PROMPT
Extract the lines of the records below, unchanged, starting with the line that contains "Annotate the car's" and continuing through the end of the records.

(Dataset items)

※

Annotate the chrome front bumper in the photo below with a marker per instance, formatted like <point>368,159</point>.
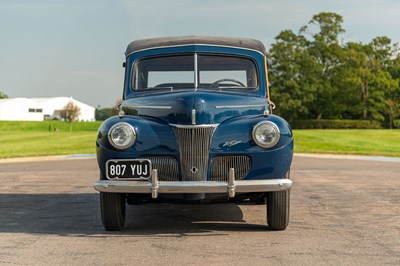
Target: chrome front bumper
<point>155,187</point>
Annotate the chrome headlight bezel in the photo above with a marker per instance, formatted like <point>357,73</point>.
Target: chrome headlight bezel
<point>128,130</point>
<point>263,126</point>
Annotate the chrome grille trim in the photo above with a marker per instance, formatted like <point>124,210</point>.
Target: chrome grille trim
<point>167,167</point>
<point>194,147</point>
<point>220,166</point>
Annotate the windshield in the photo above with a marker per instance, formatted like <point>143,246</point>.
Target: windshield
<point>195,71</point>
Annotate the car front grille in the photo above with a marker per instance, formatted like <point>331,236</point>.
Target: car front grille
<point>167,167</point>
<point>194,148</point>
<point>220,167</point>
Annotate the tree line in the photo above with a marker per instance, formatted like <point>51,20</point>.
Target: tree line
<point>315,75</point>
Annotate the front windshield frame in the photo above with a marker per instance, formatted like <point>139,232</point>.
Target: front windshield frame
<point>249,75</point>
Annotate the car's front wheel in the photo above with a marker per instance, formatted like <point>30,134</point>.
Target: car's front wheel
<point>113,210</point>
<point>278,207</point>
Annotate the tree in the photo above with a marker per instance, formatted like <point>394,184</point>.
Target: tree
<point>314,76</point>
<point>303,68</point>
<point>3,95</point>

※

RESULT
Annotate the car's front wheel in the photo above with a marker per instance, formatted like <point>30,134</point>.
Target: car's front wheel
<point>113,210</point>
<point>278,207</point>
Annotate the tree in the photo above with a marker per instance, formatted like <point>394,184</point>.
Target: tree
<point>314,76</point>
<point>303,68</point>
<point>3,95</point>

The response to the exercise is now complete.